» EXERCISE DETAILS: Pull out every line of the data below that contains the word "fluffy", and copy each of those lines in full.

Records
==================================================

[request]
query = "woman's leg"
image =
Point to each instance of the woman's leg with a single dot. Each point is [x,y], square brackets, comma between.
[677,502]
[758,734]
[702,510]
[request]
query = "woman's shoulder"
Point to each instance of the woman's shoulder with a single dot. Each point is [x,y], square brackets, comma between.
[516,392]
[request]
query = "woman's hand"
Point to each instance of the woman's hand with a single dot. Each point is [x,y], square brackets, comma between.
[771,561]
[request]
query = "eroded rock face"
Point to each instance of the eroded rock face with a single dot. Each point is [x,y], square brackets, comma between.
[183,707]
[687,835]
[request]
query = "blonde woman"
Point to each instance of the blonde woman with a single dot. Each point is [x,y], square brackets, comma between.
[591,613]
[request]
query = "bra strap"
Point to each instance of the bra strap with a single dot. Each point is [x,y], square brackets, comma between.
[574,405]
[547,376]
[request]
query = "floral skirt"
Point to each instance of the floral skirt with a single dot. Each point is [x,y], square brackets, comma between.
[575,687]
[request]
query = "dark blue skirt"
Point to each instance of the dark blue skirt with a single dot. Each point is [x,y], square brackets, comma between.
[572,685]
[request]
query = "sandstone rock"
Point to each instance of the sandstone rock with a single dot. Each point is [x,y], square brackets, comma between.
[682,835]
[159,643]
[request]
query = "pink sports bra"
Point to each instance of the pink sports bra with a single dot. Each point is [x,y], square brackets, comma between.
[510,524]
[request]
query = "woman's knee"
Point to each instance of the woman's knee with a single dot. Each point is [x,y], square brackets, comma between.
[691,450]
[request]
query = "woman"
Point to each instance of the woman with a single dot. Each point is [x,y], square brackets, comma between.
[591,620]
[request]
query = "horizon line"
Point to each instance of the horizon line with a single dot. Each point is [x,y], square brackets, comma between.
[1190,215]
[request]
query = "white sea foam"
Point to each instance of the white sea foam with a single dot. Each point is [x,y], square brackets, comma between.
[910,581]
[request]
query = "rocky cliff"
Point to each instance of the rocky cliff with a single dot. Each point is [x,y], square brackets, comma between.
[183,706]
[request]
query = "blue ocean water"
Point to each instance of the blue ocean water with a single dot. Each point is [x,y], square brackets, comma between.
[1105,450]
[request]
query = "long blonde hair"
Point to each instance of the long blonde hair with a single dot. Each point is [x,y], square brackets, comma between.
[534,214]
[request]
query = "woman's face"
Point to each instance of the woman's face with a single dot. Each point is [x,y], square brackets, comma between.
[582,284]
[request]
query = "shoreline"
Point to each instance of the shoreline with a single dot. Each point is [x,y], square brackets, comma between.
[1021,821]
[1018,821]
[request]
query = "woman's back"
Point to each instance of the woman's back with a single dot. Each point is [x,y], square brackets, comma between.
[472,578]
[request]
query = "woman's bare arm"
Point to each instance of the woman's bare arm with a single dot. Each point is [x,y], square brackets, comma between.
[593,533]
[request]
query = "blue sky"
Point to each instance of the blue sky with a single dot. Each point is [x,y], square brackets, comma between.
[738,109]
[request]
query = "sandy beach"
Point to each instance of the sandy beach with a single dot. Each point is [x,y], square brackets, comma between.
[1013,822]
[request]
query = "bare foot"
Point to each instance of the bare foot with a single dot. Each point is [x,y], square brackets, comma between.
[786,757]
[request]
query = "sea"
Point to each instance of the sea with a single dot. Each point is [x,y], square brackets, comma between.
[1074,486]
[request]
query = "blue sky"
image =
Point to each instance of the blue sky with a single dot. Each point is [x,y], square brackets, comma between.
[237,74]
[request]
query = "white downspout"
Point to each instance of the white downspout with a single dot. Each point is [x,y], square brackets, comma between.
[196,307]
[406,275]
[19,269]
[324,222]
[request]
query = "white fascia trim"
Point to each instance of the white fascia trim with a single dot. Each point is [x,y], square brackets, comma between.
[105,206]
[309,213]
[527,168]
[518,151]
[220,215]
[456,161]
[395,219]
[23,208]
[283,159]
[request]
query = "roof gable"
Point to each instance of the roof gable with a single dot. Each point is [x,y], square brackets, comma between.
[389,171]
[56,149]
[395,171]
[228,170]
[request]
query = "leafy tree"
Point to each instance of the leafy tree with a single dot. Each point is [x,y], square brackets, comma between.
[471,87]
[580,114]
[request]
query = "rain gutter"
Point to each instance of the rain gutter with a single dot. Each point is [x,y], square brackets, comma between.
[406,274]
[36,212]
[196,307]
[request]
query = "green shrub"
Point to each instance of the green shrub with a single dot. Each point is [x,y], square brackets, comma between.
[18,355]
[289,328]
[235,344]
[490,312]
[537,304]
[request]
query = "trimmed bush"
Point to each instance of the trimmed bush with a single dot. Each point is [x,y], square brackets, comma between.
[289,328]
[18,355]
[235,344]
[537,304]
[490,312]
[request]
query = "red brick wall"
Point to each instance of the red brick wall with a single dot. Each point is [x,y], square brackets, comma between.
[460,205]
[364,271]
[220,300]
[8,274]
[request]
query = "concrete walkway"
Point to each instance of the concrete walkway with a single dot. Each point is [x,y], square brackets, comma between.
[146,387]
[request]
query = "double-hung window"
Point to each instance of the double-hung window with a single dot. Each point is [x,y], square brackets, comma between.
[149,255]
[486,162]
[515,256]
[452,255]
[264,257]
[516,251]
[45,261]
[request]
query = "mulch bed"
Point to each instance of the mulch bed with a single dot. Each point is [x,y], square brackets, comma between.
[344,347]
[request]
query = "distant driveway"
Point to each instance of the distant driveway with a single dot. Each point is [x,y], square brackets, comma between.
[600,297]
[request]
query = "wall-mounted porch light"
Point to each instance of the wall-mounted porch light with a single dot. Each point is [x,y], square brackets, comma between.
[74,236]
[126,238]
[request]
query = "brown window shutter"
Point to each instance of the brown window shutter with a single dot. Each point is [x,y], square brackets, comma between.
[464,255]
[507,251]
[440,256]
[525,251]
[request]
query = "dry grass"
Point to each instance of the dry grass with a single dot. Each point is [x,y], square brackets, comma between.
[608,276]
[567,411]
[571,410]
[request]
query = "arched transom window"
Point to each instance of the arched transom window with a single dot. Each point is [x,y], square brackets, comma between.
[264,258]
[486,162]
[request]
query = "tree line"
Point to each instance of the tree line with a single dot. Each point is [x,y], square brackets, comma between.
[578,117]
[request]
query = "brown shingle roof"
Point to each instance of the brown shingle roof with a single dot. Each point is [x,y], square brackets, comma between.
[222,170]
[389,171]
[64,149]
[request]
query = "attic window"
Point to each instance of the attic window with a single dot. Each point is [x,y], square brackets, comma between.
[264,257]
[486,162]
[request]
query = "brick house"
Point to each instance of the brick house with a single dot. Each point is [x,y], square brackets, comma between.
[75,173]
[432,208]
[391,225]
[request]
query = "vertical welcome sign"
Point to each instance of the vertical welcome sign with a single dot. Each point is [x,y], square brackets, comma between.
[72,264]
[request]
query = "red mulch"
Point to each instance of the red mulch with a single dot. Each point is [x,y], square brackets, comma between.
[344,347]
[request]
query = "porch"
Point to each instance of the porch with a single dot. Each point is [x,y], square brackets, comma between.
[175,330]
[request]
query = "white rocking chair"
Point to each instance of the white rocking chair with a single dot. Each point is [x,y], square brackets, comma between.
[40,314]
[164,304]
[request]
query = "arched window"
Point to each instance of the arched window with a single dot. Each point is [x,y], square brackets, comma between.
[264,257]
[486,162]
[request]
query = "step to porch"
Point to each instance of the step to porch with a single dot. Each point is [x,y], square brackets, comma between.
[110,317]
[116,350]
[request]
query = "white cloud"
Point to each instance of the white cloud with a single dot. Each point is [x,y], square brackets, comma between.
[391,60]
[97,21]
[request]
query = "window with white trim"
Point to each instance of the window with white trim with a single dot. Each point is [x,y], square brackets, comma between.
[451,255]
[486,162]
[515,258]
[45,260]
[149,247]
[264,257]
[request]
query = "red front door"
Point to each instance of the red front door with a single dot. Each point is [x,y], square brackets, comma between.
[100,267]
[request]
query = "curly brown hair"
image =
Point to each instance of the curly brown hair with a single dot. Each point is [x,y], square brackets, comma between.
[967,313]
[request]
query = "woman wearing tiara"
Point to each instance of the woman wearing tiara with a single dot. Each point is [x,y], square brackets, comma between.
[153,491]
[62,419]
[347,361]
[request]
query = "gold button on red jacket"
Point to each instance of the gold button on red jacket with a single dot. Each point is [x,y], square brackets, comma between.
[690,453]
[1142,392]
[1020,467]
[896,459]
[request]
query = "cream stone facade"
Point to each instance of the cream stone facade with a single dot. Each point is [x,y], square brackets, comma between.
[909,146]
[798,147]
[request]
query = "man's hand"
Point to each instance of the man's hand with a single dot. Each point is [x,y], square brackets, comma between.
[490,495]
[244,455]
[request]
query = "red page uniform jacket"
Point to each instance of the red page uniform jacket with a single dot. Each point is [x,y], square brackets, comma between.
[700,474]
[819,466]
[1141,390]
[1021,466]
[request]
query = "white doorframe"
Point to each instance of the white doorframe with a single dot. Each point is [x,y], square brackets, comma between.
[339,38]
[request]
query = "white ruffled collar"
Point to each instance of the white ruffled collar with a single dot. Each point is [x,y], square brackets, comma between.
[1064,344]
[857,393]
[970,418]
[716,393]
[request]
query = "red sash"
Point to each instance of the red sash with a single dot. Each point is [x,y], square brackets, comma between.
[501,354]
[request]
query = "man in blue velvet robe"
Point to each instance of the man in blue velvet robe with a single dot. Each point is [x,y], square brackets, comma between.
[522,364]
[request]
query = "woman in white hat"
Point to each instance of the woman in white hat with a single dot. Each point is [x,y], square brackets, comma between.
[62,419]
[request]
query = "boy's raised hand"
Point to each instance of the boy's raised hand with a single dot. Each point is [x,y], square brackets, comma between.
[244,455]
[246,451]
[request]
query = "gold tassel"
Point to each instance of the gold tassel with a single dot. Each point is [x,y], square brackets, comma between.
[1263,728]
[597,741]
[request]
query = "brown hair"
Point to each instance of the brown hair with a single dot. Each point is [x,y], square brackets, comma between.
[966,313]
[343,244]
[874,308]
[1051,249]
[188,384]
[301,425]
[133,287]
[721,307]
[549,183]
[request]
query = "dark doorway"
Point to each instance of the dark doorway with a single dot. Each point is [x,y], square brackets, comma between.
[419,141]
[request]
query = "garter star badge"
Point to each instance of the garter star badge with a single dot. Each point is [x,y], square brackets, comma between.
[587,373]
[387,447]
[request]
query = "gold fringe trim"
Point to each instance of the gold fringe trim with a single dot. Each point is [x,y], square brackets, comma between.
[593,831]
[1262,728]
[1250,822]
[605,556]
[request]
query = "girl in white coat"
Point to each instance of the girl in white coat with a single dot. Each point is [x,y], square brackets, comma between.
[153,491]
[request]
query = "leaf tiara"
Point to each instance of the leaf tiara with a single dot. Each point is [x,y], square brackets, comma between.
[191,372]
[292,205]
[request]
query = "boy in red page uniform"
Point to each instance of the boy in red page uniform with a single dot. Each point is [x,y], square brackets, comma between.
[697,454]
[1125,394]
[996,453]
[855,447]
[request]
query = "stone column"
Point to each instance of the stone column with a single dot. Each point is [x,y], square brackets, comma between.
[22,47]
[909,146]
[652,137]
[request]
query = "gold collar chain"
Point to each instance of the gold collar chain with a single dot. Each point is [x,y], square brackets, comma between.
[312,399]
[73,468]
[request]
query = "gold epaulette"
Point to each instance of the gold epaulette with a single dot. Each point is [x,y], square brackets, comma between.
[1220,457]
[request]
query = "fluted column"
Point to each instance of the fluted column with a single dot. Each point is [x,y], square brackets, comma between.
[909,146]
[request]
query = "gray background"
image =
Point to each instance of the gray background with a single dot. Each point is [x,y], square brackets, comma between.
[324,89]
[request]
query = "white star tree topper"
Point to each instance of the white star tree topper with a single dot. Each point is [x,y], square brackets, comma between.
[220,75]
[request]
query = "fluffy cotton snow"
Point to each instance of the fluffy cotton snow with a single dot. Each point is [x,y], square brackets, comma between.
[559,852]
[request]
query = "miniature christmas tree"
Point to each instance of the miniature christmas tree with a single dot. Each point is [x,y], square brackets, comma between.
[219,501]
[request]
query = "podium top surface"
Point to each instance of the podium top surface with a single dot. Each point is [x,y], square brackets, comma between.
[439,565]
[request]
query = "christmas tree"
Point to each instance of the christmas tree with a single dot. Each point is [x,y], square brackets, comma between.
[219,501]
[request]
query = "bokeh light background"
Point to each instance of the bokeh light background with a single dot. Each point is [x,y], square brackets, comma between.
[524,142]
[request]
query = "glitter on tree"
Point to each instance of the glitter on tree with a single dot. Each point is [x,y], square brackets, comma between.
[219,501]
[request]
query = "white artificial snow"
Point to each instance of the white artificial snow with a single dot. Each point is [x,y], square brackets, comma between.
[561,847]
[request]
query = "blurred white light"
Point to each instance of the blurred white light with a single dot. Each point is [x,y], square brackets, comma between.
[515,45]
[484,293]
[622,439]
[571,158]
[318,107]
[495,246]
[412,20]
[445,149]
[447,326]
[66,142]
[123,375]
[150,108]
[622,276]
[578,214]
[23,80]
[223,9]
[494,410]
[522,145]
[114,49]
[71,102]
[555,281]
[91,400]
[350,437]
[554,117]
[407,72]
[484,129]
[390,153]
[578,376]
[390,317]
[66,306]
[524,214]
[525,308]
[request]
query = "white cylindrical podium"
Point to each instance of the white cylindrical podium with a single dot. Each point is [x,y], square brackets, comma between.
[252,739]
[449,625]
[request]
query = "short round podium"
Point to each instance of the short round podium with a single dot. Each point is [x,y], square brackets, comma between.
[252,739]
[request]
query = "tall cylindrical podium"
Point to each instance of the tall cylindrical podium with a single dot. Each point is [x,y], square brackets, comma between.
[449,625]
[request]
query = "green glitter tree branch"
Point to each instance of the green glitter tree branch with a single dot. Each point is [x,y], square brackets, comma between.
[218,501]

==================================================

» SOLUTION FOR THIS TASK:
query = "fluffy cotton snow"
Point to each instance of the fluffy cotton snow with a single dot. Each point is [x,y], square brackets, comma between.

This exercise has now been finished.